● Instructions for the task
Copy each of the rows below verbatim, leaving every character unchanged.

● Input
+ + + + +
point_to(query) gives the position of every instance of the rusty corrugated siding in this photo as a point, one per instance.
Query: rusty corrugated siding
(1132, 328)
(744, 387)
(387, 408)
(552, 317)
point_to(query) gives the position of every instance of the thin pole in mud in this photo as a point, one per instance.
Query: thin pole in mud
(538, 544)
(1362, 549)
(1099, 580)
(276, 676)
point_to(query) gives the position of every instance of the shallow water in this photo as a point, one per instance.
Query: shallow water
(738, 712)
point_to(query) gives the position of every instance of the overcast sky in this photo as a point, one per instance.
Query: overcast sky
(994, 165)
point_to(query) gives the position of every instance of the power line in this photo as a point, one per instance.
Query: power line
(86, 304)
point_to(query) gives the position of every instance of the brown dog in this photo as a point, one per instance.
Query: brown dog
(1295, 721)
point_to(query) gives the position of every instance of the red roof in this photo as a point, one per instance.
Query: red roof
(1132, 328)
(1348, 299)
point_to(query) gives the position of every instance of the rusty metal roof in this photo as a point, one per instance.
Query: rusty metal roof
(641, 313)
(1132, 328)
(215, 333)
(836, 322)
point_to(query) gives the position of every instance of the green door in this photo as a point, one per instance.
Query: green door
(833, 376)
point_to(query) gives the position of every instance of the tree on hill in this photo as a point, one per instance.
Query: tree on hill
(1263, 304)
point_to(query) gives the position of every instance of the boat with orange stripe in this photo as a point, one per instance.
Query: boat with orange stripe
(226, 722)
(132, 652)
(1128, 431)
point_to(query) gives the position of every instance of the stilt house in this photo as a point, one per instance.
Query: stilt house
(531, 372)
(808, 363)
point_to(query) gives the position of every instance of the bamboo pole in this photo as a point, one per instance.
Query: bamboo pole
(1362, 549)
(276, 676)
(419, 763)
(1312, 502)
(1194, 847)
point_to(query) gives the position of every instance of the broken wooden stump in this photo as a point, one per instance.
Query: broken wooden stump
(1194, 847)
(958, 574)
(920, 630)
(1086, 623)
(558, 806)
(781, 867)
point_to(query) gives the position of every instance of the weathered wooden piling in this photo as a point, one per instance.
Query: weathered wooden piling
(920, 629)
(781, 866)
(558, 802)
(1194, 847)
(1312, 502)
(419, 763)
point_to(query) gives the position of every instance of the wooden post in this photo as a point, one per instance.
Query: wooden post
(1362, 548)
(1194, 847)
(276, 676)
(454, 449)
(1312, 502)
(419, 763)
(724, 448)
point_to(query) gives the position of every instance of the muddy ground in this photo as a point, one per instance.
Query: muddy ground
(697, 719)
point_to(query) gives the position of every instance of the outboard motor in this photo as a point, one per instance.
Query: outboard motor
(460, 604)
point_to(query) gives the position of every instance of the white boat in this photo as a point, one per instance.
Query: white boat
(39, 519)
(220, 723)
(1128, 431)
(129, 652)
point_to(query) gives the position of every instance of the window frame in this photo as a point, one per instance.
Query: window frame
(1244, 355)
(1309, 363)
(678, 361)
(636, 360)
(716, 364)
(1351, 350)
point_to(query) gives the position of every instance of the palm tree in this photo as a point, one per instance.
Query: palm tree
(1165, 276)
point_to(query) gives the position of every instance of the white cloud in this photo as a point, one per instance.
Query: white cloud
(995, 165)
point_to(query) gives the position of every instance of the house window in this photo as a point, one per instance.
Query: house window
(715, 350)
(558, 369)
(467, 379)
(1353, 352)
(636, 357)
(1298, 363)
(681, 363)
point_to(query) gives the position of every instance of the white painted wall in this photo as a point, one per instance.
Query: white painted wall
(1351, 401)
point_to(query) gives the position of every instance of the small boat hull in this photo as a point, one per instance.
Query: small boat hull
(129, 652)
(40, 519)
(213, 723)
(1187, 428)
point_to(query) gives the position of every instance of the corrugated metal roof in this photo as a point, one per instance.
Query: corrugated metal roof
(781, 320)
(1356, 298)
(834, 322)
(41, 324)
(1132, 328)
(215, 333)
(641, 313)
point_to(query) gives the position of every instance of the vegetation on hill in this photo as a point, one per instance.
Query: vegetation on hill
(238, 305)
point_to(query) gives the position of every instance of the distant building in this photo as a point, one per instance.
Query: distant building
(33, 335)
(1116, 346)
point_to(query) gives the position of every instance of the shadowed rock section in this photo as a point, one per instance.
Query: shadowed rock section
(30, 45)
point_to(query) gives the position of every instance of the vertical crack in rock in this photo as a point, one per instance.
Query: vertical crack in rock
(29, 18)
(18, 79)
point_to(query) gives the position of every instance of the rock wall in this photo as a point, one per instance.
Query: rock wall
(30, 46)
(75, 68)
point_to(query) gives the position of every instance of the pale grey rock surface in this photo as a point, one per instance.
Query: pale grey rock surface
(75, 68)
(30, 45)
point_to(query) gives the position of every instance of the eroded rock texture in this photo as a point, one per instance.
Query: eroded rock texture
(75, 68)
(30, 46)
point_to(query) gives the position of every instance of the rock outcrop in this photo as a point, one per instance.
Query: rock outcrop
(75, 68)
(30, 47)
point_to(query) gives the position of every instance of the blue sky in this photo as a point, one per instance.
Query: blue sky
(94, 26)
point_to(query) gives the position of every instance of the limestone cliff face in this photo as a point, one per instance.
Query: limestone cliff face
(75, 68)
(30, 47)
+ + + + +
● Exercise solution
point_to(query) gives the position of every instance of the rusty corrugated siding in this photo as a point, one per instance.
Query: rusty corrugated siding
(1132, 328)
(744, 387)
(387, 408)
(552, 317)
point_to(query) gives the position of every instance of the thin pole in mud in this photo as a point, one per instance.
Query: thin pole in mud
(538, 544)
(1362, 549)
(1099, 580)
(276, 676)
point_to(query) gives the position of every instance of the shallow water in this photo as a point, one per instance.
Query: shallow water
(738, 712)
point_to(query) gives the position of every instance of the overcast sky in this photo as a point, one per instance.
Query: overcast sky
(994, 165)
point_to(query) gives the position of every instance of the power line in this photo as a point, one per instance.
Query: power line
(86, 304)
point_to(query) gives the position of every instance of the brown dog in this photo as a point, one per instance.
Query: brown dog
(1295, 721)
point_to(query) gives the position of every instance of the red roof in this photo as a point, one per instance.
Query: red roof
(1132, 328)
(1348, 299)
point_to(query) gives the position of every instance of the rusty metal roof in this photo as a point, one per instance.
Query: rusty metal roof
(641, 313)
(1132, 328)
(215, 333)
(836, 322)
point_to(query) gives the position of every instance of the green door in this photo as a point, one per instance.
Query: green door
(833, 376)
point_to(query) gives the position of every instance of the tree on hill in this photo as a point, one per instance.
Query: tree on hill
(1263, 304)
point_to(query) gives the position of every instance of the boat with orange stripe in this photo as a point, one per instance.
Query: boat with orange stripe
(226, 722)
(132, 652)
(1128, 431)
point_to(query) gives the position of every instance of the stilt house in this photo as a point, one per instance.
Query: stilt house
(531, 372)
(808, 363)
point_to(query) gives the position of every instance of the bamboo pole in this photo as a point, one per instance.
Query: bamboo pole
(1362, 549)
(276, 676)
(419, 763)
(1312, 502)
(1194, 847)
point_to(query) gives the position of every instance of the broken wooden stump in this photo as a point, one per instance.
Query: broken wooden stump
(1194, 847)
(958, 574)
(920, 630)
(1086, 623)
(558, 806)
(781, 867)
point_to(query) gives the position of every instance of the weathered wooden piling in this photo as a point, one per instance.
Query: weathered wooden piling
(920, 629)
(781, 866)
(558, 802)
(1194, 847)
(1312, 502)
(419, 763)
point_to(query) gives the position of every instance of the wooden post in this photo as a point, one per instance.
Query: wooden post
(1362, 548)
(1194, 847)
(276, 676)
(454, 449)
(1312, 502)
(419, 763)
(724, 448)
point_to(query) gives the position of every instance of the muddy ground in this photo as a point, one per instance.
Query: muddy ground
(697, 719)
point_to(query) gives the position of every instance of the outboard motor in this photo as a point, one per instance.
Query: outboard motor
(460, 604)
point_to(query) gives the position of every instance of the white boat in this photo as a point, one per instance.
Query: white boat
(39, 519)
(220, 723)
(1128, 431)
(129, 652)
point_to(query) gives the position of every instance of the window frame in this photo as a point, one per instance.
Query: window frame
(1244, 355)
(1309, 363)
(678, 361)
(636, 360)
(716, 364)
(1351, 350)
point_to(query) gives the position of every instance of the palm tree in this photo as a point, one per instance.
Query: palm tree
(1165, 276)
point_to(query) gives the position of every instance of the white cloud in this photo as a point, one per instance.
Query: white cloud
(995, 165)
point_to(query) gives the position of every instance of the house window in this photo as a point, one per instance.
Query: house window
(715, 350)
(558, 369)
(467, 379)
(1353, 352)
(636, 357)
(1298, 363)
(681, 363)
point_to(query) gives the position of every instance of the white painted wall in this photo as a point, one per instance.
Query: white painted wall
(1351, 401)
point_to(query) gives the position of every instance of the small boat hull in this photo as a point, one per instance.
Query: small boat hull
(129, 652)
(40, 519)
(213, 723)
(1187, 428)
point_to(query) gives the position of every instance of the corrugated metal roof in this photo as a point, one per instance.
Query: corrugated metal roof
(781, 320)
(1356, 298)
(834, 322)
(41, 324)
(1132, 328)
(215, 333)
(641, 313)
point_to(query) gives the position of every instance of the vegetation on hill in this photo as a point, one per instance.
Query: vegetation on hill
(238, 305)
point_to(query) gives the position of every instance of the distant building in this photo as a point, one per instance.
Query: distant building
(33, 335)
(1116, 346)
point_to(query) gives the position of every instance of the shadowed rock section in this photo as a point, one per instance.
Query: shadowed rock section
(30, 45)
point_to(query) gives the position of every instance of the vertical crack in rock in this photo as a point, one per instance.
Query: vertical crack in rock
(29, 18)
(18, 79)
point_to(query) gives the position of every instance of the rock wall in this photo as a point, one per instance.
Query: rock wall
(30, 46)
(75, 68)
point_to(query) gives the position of every instance of the pale grey rock surface in this photo as a point, one per instance.
Query: pale grey rock surface
(75, 68)
(30, 45)
point_to(query) gives the position of every instance of the eroded rock texture in this photo as a point, one per instance.
Query: eroded rock texture
(75, 68)
(30, 46)
point_to(query) gives the position of every instance of the rock outcrop in this photo as a point, one per instance.
Query: rock outcrop
(75, 68)
(30, 47)
point_to(query) gives the position of every instance of the blue sky in this photo as a point, one per instance.
Query: blue sky
(94, 26)
point_to(query) gives the position of every instance of the limestone cliff face in this photo as a point, one per instance.
Query: limestone cliff face
(75, 68)
(30, 47)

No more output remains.